Return the records in full, exactly as given.

— Begin SUPPLIED MATERIAL —

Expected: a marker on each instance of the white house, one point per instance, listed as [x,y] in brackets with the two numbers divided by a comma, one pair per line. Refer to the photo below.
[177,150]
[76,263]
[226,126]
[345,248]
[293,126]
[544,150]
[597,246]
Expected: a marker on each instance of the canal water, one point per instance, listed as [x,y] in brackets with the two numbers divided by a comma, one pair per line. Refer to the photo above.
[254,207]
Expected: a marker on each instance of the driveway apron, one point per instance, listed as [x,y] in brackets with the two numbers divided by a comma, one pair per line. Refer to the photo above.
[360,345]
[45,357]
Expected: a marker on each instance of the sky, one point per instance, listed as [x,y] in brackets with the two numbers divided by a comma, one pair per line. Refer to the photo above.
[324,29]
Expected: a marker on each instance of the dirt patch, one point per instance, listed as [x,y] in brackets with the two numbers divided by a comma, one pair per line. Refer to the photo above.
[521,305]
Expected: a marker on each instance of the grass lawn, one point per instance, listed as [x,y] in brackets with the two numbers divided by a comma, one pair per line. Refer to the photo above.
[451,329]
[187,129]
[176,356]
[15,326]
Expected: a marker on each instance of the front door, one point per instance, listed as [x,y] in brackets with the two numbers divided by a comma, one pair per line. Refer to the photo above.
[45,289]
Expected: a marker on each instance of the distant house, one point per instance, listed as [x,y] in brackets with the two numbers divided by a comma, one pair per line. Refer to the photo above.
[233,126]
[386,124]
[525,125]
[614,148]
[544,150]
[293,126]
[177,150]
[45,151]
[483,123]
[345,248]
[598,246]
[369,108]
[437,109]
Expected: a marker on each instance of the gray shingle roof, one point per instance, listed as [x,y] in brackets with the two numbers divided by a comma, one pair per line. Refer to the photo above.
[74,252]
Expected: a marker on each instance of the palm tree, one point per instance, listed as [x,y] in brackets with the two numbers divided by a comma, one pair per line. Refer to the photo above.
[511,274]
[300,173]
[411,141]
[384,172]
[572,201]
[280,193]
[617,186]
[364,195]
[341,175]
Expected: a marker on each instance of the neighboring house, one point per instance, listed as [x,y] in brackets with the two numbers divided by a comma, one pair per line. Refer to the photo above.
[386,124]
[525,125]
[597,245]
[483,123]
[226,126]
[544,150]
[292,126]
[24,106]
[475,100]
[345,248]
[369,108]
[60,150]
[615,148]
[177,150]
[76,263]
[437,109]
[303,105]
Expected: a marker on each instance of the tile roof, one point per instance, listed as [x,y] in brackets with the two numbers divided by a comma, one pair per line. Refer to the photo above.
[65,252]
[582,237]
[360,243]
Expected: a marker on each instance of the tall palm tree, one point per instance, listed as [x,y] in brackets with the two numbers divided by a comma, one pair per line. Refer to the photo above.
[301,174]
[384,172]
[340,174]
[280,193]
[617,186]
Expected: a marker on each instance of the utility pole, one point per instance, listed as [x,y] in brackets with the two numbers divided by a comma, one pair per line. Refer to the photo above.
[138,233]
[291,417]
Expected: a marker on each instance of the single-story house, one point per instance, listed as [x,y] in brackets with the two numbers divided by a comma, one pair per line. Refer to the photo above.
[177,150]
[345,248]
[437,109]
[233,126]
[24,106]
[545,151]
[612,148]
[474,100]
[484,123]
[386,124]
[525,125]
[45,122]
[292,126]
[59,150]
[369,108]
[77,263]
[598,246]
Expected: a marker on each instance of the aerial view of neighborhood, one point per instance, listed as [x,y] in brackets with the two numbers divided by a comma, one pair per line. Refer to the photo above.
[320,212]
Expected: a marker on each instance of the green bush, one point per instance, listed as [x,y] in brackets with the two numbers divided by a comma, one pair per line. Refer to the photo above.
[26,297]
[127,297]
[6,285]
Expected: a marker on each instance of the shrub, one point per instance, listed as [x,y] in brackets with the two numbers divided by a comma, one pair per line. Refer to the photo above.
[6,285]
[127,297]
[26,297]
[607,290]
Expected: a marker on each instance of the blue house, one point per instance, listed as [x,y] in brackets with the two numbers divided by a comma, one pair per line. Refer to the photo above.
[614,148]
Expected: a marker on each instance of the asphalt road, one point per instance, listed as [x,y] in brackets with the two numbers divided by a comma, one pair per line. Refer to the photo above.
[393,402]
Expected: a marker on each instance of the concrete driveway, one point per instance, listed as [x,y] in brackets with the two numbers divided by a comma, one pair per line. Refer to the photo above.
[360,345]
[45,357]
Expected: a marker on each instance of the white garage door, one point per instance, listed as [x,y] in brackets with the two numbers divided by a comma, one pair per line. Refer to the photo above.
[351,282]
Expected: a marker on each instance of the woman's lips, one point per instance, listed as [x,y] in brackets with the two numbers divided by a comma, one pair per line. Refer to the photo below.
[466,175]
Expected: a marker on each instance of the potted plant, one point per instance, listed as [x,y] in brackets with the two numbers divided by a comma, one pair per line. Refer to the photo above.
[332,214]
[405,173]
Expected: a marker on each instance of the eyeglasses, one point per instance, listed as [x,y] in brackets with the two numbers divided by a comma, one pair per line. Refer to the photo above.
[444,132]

— End SUPPLIED MATERIAL —

§ **WRITTEN SOLUTION**:
Expected: a marker on each instance of the white house, one point per instance, listed as [x,y] in brackets with the two numbers divided by a comma, one pair per line. Refer to the photo below.
[177,150]
[76,263]
[226,126]
[345,248]
[293,126]
[544,150]
[597,246]
Expected: a marker on each instance of the canal water, one point per instance, listed as [x,y] in brackets with the two numbers divided by a comma, one pair per line. Refer to the photo above.
[254,207]
Expected: a marker on each instance of the driveway apron, one point per instance, listed as [x,y] in brackets with the two numbers divided by a comma, one pair per line. Refer to the photo above.
[360,345]
[45,357]
Expected: a marker on each instance of the sky, one point per instance, listed as [x,y] in brackets with the two numbers divided by a comma, one pair per line. Refer to the photo above.
[324,29]
Expected: a marker on each instance of the dirt patch, one point per instance, listed as [x,y] in brackets with the two numbers divided by a comma, one pair per line. Refer to the photo above.
[521,305]
Expected: a marker on each instance of the grass lawn, one point per instance, listed as [x,y] in brackets with the two numbers divided by a comma, one pair per line. Refer to the photo above.
[451,329]
[187,129]
[176,356]
[15,326]
Expected: a marker on each instance of the front door, one point per instance, listed as [x,y] in brackets with the two numbers divided by a comma, one pair per line. Refer to the photo above.
[45,289]
Expected: a marker on each instance of the distant house, one point per instance, listed as [x,y] in brackets with the two numbers divided by a comma, one pair per line. Refer to the photo above.
[233,126]
[386,124]
[525,125]
[614,148]
[544,150]
[293,126]
[177,150]
[45,151]
[483,123]
[345,248]
[598,246]
[369,108]
[437,109]
Expected: a marker on each instance of the gray shingle roof, one point per instance, listed as [x,y] in brackets with the two numbers divided by a comma, one pair per line. Refer to the photo above.
[74,252]
Expected: a marker on each instance of the palm tree, one point per instance, listed as [x,y] in brackets with the two numbers divided by a comma, one pair per line. Refer to the photo above.
[511,274]
[300,173]
[411,141]
[384,172]
[572,201]
[280,193]
[617,186]
[364,195]
[341,175]
Expected: a marker on each instance of the neighboring house, one point per instance, listed as [x,y] in brackets with the two numbers divided by a comma, one pair per line. Refer to the photo above.
[386,124]
[525,125]
[597,245]
[483,123]
[226,126]
[544,150]
[292,126]
[24,106]
[475,100]
[345,248]
[369,108]
[60,150]
[615,148]
[177,150]
[76,263]
[437,109]
[303,105]
Expected: a marker on each instance of the tile roof, one point per instance, listed as [x,y] in brackets with the two numbers divided by a comma, one pair per line. Refer to the photo above.
[65,252]
[582,237]
[360,243]
Expected: a marker on each instance of the tall palm tree, one point per instance, listed as [x,y] in brackets with the two numbers divided by a comma, one pair per line. Refer to the photo above.
[301,174]
[384,172]
[340,174]
[280,193]
[617,186]
Expected: a marker on each instance of the utility pole, one point per instance, listed as [x,y] in brackets with the two numbers divided by a comma, one pair per line. Refer to the photo above.
[138,233]
[291,417]
Expected: a marker on each instance of the single-story house, one point per instance, listed as [x,y] in brackets with the two numbers divided by a comma, one pair per line. Refer to the photo above.
[177,150]
[345,248]
[437,109]
[233,126]
[24,106]
[545,151]
[612,148]
[474,100]
[484,123]
[386,124]
[525,125]
[45,122]
[292,126]
[59,150]
[369,108]
[77,263]
[598,246]
Expected: a marker on each instance of the aerial view of neighborhood, one point per instance, listed as [x,y] in brackets with the two numbers divided by a comma, one pair per line. Refer to the photo above.
[320,212]
Expected: a marker on each instance of the green bush, one point per instance, listed as [x,y] in brackets with the two numbers divided by a comma, one pair per line. Refer to the photo above.
[26,297]
[127,297]
[6,285]
Expected: a marker on each instance of the shrub, one point per instance, listed as [x,y] in brackets with the two numbers divided by a comma, one pair per line. Refer to the photo above.
[6,285]
[127,297]
[26,297]
[607,290]
Expected: a marker on each instance of the blue house, one point per instance, listed as [x,y] in brackets with the two numbers divided by a comma, one pair per line. Refer to the photo above.
[614,148]
Expected: a marker on each instance of the asphalt road, one point per instance, listed as [x,y] in brackets with the two numbers divided by a comma, one pair per line. Refer to the photo above.
[393,402]
Expected: a marker on each instance of the concrete driveway, one point per instance, listed as [x,y] in brackets with the two numbers divided by a comma, one pair per line. Refer to the photo above.
[360,345]
[45,357]
Expected: a marker on each instance of the white garage door, one point per instance, listed as [x,y] in brackets with the two numbers divided by a comma, one pair per line. Refer to the photo above.
[351,282]
Expected: a marker on each instance of the woman's lips, one point per instance, listed as [x,y] in brackets with the two numbers divided by a comma, one pair per line. Refer to the photo below.
[466,175]
Expected: a marker on each instance of the potted plant, one point per instance, listed as [x,y] in brackets with the two numbers divided by a comma, one pair per line. Refer to the photo above.
[332,214]
[405,173]
Expected: a marker on each instance of the eyeglasses, one point per instance, listed as [x,y] in brackets with the two numbers divided by a comma, one pair per line. Refer to the photo above.
[444,132]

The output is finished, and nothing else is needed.